## TASK PROMPT
For each line below that includes the string "pick", show the whole line.
──────
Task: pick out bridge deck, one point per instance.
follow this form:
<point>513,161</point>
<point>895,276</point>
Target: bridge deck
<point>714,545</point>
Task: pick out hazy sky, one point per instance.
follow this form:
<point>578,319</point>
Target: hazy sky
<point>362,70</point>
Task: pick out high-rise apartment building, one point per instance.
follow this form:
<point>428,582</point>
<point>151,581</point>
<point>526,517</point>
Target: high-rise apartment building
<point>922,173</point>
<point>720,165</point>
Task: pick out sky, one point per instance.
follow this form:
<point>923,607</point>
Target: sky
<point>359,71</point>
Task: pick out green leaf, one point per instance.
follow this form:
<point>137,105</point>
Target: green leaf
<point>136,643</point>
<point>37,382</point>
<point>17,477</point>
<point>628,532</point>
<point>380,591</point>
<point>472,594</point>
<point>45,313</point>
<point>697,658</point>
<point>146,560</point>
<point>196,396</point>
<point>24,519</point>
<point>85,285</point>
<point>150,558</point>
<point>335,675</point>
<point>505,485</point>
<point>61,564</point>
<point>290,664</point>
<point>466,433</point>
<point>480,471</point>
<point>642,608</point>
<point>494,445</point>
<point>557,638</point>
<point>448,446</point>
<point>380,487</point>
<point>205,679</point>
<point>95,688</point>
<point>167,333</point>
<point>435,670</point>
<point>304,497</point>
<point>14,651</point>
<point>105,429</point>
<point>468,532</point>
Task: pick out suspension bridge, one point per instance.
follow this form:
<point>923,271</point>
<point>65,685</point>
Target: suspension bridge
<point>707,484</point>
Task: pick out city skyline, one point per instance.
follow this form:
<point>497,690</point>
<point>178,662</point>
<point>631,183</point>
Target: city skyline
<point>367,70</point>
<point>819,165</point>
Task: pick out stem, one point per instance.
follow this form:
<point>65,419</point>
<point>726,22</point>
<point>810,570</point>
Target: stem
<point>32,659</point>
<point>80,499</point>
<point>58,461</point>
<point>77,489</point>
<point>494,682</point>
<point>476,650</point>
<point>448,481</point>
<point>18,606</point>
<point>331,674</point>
──────
## RESULT BELOW
Task: pick out bridge deck, one point per instance.
Task: pick out hazy sky, one point per instance.
Task: pick out high-rise apartment building, one point per instance.
Task: pick out sky, one point per instance.
Task: pick out green leaf, one point per instance.
Task: pick out suspension bridge, one point per instance.
Task: pick out city skyline, one point per instance.
Task: pick out stem, one point per instance.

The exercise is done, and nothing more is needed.